* **Saved entries**:
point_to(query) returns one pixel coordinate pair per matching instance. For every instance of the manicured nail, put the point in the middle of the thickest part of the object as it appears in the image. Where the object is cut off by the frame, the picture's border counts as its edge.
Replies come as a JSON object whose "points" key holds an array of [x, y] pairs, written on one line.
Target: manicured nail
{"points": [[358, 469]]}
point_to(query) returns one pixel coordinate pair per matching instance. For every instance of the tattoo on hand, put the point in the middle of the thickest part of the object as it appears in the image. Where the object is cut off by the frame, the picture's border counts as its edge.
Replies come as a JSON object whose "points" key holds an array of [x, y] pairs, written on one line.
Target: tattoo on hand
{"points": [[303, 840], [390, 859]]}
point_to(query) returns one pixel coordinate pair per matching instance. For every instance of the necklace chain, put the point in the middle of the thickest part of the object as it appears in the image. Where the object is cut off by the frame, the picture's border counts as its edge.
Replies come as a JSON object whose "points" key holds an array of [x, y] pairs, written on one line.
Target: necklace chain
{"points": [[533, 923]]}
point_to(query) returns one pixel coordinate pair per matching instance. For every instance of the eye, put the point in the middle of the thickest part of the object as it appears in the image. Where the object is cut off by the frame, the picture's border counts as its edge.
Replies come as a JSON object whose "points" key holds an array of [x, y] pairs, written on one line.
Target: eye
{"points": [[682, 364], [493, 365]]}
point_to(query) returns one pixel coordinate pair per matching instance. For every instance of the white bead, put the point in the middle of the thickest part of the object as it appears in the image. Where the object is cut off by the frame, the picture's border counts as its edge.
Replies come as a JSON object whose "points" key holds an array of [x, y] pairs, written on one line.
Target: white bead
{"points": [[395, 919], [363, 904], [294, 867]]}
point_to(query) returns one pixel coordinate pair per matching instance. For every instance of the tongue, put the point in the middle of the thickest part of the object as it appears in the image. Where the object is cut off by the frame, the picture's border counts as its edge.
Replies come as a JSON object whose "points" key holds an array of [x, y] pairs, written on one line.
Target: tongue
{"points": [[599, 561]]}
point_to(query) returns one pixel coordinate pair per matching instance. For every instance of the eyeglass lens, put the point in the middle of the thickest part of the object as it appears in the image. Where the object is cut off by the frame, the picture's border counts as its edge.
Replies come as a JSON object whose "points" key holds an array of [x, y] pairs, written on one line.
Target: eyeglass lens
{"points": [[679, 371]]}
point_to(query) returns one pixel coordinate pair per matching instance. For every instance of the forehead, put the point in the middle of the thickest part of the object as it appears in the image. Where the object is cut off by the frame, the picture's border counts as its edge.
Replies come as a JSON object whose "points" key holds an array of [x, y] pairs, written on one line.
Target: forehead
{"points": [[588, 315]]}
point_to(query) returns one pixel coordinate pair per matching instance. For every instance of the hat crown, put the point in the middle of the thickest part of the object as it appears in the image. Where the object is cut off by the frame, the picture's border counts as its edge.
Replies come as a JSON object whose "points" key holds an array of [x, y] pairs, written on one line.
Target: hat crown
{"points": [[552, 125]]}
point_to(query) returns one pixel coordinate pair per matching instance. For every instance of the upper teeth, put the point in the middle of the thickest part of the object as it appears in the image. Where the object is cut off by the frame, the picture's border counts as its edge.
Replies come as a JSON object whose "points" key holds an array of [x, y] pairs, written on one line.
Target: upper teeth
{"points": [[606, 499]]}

* **The problem**:
Repeat the whole of the data verbatim, as it reads above.

* **Task solution**:
point_to(query) returns one pixel coordinate pair per matching instance. For every instance of the manicured nail, put the point in the middle of the thickest part of the object as it appears in the image. Where the object is cut off by the frame, the picture's border counts as its edge.
Replies come as a JSON object whose "points" key holds an array of [x, y] pairs, written on one line.
Target: manicured nail
{"points": [[358, 469]]}
point_to(query) returns one pixel coordinate pair per matching instance. For every instance of the tattoo on hand, put the point in the middle of the thickest part of the object as it appears in the image. Where the object is cut off by the frame, the picture's border counts as its edge.
Replies come as a JSON object whose "points" key holds an array of [x, y] pairs, written on one line.
Target: tattoo on hand
{"points": [[303, 840], [390, 859]]}
point_to(query) returns one pixel coordinate pair per matching instance. For every instance of the necklace chain, put the point in the middle of the thickest part of the object as it appears in the image. Where the object is cut off by the frame, the picture's border counts as its edge.
Replies come as a JSON object whose "points" key holds an array of [x, y] pairs, written on one line.
Target: necklace chain
{"points": [[533, 923]]}
point_to(query) returns one pixel coordinate pair per matching instance. For every instance of the eye, put the point in the middle of the thickest part of the object as it appears in the image. Where the object is cut off by the frame, the picture's border counts as its edge.
Replies come as a JSON object whose "points" key holds an array of [x, y] pairs, written on one line.
Target: eye
{"points": [[682, 364], [493, 365]]}
point_to(query) returns one pixel coordinate pair per matching instance. For every instance of the white bead, put the point in the middle of the thickest part of the object as it appears in the image. Where the object is cut off by the frame, the picture's border counts as its edge.
Replies come as a JSON object whose "points" key holds an array of [x, y] pairs, written on one line.
Target: white bead
{"points": [[395, 919], [363, 904], [294, 867]]}
point_to(query) returns one pixel coordinate pair per matching instance. For every instance of the tongue, put the point in the middle of the thickest part of the object as it appears in the image. Where the object is cut off by the frame, the picture's border counts as its edge.
Replies come as a JSON object whose "points" key holds an array of [x, y] pairs, written on one line.
Target: tongue
{"points": [[599, 561]]}
point_to(query) returns one pixel coordinate pair per matching instance. For every instance of the eyeglass lens, put the point in the middle of the thickest part of the object as it appears in the image. Where the object is cut off by the frame, the picture's border counts as its edge.
Replies come as a JSON object whose "points" key holds an array of [x, y] pairs, written on one line.
Target: eyeglass lens
{"points": [[679, 371]]}
point_to(query) returns one pixel coordinate pair per matching instance. For every instance of the forehead, put the point in the middle of the thickest part of the object as it appears in the image. Where the object is cut off by the frame, the picture's border counts as its edge.
Replies come as a JSON object whose "points" key holds an array of [x, y] pairs, written on one line.
Target: forehead
{"points": [[588, 315]]}
point_to(query) returns one pixel coordinate pair per matching instance. For every instance of the hat crown, put the point in the middle of the thickest part of the object as it appears in the image. Where the object is cut off by the frame, the picture's border counts as its edge.
Replies come as a JSON object whose "points" key holds an array of [x, y] pairs, written on one line.
Target: hat crown
{"points": [[552, 125]]}
point_to(query) returns one pixel coordinate pair per matching instance. For every instance of the upper teeth, put the point in the middle of the thickest part of the object as it appears in the image. Where the object is cut off by the frame, the picture's border counts as its edge.
Replies come as a JSON object whose "points" key holds an array of [x, y] pairs, written on one line.
Target: upper teeth
{"points": [[606, 499]]}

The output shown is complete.